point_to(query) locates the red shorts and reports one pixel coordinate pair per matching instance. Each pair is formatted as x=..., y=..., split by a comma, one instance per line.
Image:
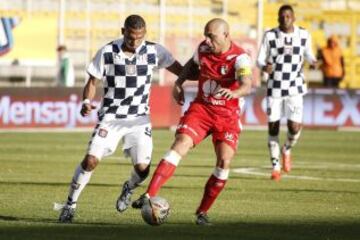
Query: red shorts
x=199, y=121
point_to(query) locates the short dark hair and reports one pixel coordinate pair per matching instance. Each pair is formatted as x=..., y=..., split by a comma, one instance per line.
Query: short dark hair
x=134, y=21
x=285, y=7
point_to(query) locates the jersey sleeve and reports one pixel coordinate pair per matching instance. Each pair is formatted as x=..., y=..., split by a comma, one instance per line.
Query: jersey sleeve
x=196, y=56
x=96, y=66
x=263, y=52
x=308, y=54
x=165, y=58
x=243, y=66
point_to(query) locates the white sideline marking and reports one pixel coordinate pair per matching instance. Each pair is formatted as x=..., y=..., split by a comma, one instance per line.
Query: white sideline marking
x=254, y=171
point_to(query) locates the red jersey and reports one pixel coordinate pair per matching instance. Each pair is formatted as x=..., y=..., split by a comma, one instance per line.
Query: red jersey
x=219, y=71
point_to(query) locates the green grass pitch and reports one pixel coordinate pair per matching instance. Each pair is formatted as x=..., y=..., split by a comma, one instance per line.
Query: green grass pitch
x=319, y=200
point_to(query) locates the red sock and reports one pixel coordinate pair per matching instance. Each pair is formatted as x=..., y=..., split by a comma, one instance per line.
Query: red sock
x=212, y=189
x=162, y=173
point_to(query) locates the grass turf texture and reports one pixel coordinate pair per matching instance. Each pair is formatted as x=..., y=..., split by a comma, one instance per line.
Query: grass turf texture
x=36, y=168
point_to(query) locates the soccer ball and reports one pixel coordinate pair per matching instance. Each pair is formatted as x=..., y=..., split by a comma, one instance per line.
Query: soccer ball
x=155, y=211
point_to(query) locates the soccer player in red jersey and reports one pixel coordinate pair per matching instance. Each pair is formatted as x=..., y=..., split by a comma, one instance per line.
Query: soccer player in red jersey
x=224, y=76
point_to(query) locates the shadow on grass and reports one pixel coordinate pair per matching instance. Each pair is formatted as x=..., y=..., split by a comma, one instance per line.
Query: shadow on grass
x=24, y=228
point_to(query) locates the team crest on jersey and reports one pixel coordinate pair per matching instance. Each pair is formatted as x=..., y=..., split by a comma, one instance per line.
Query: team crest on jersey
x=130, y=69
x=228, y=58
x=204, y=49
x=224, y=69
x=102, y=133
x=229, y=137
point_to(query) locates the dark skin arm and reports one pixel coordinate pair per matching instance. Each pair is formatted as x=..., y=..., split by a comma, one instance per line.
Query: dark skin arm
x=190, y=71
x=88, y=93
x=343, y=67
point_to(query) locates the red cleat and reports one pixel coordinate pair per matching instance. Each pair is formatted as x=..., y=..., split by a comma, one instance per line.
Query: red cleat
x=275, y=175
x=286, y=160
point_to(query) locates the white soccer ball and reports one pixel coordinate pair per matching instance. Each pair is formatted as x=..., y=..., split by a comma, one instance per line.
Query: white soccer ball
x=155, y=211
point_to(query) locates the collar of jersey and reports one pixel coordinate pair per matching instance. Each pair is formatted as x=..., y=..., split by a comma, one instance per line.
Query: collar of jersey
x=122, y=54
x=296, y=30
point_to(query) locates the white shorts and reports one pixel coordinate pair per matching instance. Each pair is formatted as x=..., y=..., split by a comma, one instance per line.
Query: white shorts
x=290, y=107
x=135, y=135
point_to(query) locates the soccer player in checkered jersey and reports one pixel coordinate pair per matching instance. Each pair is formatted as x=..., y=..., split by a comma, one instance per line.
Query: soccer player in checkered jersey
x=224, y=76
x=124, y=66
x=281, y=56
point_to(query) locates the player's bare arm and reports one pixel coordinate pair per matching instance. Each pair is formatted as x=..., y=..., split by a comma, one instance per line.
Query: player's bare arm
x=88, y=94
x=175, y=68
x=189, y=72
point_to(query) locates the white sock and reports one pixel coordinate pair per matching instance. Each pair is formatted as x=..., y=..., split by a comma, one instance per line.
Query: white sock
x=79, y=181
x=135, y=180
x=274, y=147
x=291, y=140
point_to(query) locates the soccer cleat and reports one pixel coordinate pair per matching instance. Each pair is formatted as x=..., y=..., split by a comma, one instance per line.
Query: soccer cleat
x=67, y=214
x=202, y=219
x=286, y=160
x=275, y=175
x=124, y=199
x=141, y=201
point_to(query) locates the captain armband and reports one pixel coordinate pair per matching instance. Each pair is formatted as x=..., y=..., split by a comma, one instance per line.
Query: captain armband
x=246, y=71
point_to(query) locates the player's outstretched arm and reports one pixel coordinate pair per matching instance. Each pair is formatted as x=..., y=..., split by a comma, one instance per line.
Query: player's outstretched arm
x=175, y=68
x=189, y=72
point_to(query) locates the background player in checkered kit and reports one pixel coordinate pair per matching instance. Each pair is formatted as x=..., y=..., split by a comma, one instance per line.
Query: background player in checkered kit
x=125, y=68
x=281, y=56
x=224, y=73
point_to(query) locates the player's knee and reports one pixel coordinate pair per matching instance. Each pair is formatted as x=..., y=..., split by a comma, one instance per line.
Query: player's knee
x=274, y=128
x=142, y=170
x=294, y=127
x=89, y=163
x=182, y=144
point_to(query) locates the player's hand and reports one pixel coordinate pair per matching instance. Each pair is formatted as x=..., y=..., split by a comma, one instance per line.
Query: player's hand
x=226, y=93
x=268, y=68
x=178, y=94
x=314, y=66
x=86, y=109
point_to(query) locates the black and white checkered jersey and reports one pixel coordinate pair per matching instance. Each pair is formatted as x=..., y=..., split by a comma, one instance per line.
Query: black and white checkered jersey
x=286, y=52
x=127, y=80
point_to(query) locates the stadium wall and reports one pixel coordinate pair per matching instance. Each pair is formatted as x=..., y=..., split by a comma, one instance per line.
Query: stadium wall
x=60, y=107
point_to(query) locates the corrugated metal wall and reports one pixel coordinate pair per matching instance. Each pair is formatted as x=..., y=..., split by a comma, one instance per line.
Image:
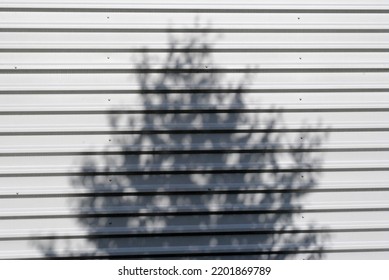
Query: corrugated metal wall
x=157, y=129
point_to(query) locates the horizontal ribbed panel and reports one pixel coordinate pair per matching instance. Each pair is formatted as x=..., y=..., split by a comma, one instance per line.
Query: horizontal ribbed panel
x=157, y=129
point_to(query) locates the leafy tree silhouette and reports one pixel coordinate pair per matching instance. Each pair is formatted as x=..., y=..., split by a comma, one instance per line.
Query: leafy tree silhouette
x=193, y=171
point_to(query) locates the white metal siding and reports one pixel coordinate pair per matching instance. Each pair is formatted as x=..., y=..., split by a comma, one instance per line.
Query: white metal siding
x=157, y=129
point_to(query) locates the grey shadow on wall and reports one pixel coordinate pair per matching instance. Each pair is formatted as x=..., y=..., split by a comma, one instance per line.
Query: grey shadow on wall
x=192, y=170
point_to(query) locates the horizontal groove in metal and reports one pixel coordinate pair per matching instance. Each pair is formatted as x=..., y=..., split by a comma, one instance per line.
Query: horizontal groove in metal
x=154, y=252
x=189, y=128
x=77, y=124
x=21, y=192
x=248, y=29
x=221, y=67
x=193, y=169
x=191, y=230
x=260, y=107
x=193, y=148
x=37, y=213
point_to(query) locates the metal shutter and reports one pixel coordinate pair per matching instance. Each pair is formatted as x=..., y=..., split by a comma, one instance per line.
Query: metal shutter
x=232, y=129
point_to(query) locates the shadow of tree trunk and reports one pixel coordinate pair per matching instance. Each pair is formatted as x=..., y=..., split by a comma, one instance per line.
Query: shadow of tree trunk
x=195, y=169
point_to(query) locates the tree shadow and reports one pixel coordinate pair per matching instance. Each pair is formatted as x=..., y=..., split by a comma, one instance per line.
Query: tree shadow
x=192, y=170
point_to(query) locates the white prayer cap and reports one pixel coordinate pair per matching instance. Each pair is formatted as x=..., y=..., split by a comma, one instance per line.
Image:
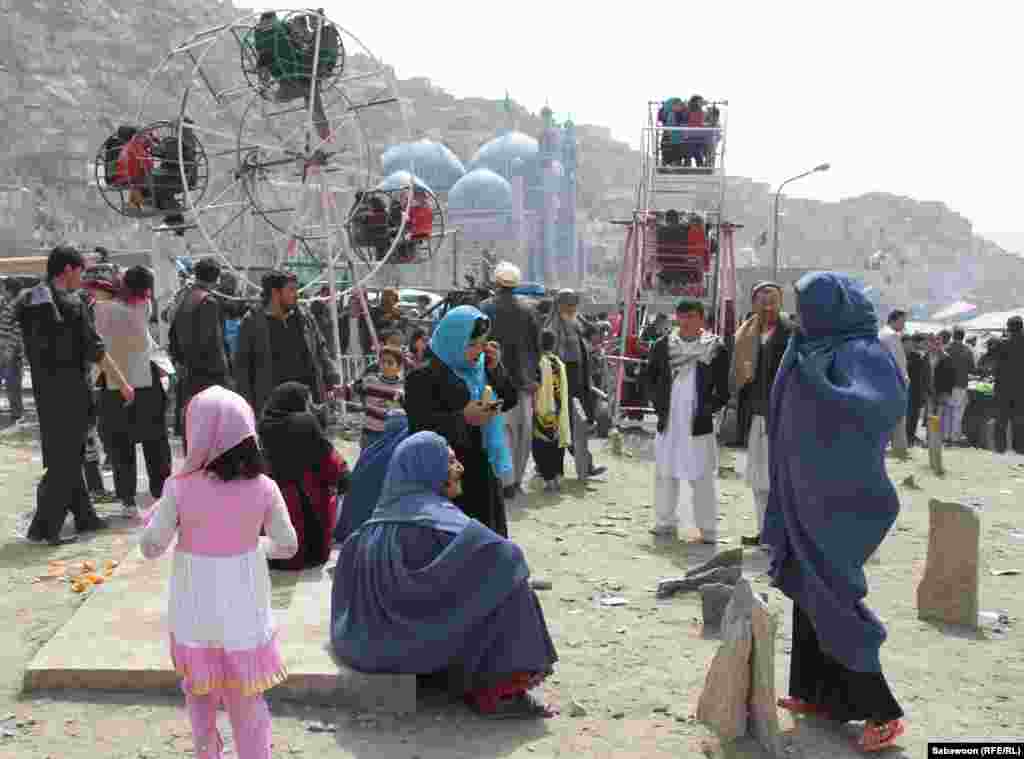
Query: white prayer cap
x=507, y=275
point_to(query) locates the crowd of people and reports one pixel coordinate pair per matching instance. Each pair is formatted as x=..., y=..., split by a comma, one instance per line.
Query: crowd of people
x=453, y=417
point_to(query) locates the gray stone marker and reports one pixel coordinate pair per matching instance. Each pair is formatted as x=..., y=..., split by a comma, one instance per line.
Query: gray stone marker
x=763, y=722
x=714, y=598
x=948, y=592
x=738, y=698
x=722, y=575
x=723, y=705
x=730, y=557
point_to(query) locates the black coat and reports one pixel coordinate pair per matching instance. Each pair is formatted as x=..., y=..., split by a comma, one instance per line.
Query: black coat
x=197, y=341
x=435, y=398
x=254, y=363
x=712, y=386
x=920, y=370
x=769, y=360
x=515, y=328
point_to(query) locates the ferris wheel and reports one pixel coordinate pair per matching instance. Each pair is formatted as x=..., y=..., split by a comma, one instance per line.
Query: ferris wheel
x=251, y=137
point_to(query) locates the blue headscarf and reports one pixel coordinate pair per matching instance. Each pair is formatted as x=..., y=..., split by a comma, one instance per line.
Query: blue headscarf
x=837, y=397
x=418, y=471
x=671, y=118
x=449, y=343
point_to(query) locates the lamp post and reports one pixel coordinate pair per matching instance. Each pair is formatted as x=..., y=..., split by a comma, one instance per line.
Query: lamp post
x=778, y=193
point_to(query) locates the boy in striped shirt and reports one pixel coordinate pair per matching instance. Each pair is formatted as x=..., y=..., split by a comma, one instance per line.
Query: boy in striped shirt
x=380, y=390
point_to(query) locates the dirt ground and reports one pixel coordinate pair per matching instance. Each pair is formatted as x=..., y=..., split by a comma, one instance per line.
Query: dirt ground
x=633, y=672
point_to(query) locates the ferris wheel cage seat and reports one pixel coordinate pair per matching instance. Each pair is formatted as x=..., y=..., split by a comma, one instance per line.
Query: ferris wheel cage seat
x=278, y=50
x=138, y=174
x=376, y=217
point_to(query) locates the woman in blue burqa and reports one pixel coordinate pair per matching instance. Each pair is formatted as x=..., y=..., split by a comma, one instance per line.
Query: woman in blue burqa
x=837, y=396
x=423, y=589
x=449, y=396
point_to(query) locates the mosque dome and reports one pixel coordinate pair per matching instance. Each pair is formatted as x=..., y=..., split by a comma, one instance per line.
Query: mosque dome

____

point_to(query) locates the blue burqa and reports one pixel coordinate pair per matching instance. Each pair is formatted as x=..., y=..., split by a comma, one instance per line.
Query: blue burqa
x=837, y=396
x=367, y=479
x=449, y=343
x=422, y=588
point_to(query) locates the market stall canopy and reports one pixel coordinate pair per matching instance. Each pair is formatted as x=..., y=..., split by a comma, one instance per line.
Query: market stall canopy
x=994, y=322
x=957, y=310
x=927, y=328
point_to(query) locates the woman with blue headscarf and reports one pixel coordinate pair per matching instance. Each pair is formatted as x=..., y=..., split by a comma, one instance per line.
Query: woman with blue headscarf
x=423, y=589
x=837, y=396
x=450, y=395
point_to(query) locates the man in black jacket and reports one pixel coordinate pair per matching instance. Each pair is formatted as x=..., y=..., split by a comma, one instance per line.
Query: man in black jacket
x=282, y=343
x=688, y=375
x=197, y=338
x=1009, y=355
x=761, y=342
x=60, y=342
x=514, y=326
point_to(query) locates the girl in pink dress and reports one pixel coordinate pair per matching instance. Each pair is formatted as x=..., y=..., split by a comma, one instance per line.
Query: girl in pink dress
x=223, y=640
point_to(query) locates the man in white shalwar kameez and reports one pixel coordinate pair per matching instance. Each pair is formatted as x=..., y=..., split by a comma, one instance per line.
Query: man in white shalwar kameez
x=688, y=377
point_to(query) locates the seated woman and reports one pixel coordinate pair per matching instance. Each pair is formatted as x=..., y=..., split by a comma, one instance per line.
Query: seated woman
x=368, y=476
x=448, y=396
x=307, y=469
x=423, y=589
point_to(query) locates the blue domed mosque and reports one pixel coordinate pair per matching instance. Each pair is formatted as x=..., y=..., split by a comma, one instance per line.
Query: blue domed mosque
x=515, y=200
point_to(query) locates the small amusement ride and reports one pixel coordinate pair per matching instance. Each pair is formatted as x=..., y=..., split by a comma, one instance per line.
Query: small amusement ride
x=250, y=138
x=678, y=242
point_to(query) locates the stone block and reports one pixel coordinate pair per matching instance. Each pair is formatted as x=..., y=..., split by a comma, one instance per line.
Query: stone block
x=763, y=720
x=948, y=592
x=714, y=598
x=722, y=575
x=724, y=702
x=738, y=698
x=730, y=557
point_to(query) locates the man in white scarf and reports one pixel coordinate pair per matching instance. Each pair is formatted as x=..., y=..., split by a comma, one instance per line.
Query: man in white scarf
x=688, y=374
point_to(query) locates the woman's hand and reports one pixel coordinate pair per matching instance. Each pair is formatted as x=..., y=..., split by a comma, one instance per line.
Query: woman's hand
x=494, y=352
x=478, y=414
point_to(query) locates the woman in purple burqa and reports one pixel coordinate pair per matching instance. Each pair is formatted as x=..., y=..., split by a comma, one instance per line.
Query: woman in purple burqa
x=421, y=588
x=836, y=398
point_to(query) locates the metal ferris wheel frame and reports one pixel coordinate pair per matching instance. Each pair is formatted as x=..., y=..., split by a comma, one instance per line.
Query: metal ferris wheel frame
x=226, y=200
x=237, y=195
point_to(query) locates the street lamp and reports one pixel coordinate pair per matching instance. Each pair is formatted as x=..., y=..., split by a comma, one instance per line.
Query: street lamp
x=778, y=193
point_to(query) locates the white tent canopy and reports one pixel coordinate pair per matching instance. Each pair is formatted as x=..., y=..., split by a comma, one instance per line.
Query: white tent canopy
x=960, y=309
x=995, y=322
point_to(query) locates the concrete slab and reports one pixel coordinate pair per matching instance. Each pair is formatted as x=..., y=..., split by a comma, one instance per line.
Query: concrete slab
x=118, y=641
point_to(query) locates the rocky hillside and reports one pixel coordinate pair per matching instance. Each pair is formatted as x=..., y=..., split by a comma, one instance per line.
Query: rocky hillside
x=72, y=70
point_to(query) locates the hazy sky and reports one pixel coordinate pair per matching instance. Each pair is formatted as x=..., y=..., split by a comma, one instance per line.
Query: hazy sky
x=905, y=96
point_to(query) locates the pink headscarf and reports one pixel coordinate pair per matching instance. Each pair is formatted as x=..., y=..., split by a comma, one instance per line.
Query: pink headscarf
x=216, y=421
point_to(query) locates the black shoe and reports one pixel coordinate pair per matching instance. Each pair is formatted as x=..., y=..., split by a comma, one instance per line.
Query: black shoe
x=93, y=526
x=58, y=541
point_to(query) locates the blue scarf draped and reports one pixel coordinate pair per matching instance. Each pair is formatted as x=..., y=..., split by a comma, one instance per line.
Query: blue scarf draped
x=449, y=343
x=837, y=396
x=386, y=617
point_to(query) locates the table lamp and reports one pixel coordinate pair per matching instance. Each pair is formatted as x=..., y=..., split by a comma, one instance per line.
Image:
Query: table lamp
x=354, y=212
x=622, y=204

____

§ **ACTION ITEM**
The line holding "point_to(query) locates the red shorts" starts the copy and the line holding "point_to(query) locates the red sock" ends it. Repeat those two lines above and all between them exactly, leaving out pictures.

§ **WRITTEN REPLY**
point_to(query) locates the red shorts and reports one pixel coordinate pair per matching instance. Each pair is formatted as x=..., y=..., split by a comma, one instance per line.
Image:
Query: red shorts
x=199, y=121
point_to(query) locates the short dark hair and reports one pixel coordinate pair per matching instance. Each pair is formatted as x=..., y=..., split by a comma, one instance per line.
Query: short dark hair
x=134, y=21
x=285, y=7
point_to(query) locates the jersey sleeve and reports one pixel coordinate pair per matching instance. Each pair is formatted as x=..., y=..., split by a comma, one instance per line.
Query: jersey sleeve
x=196, y=56
x=96, y=66
x=263, y=52
x=308, y=54
x=165, y=58
x=243, y=66
point_to(query) locates the white sideline marking and reports one pixel coordinate pair per matching instance. Each pair is formatted as x=..., y=..., split by a comma, one instance per line.
Query: white sideline marking
x=254, y=171
point_to(query) locates the red jersey and reports one pixel coordinate pair per matching instance. Each pair is formatted as x=..., y=..., split by a comma, one instance per line.
Query: red jersey
x=219, y=71
point_to(query) locates the green grass pitch and reports one pixel coordinate pair per matching instance. Each pair is formatted as x=..., y=..., split by a comma, one instance per line.
Query: green grass pitch
x=319, y=200
point_to(query) locates the red sock and reports one pixel coordinate pair per matching instance. Each pair is formatted as x=..., y=..., split by a comma, one instance per line.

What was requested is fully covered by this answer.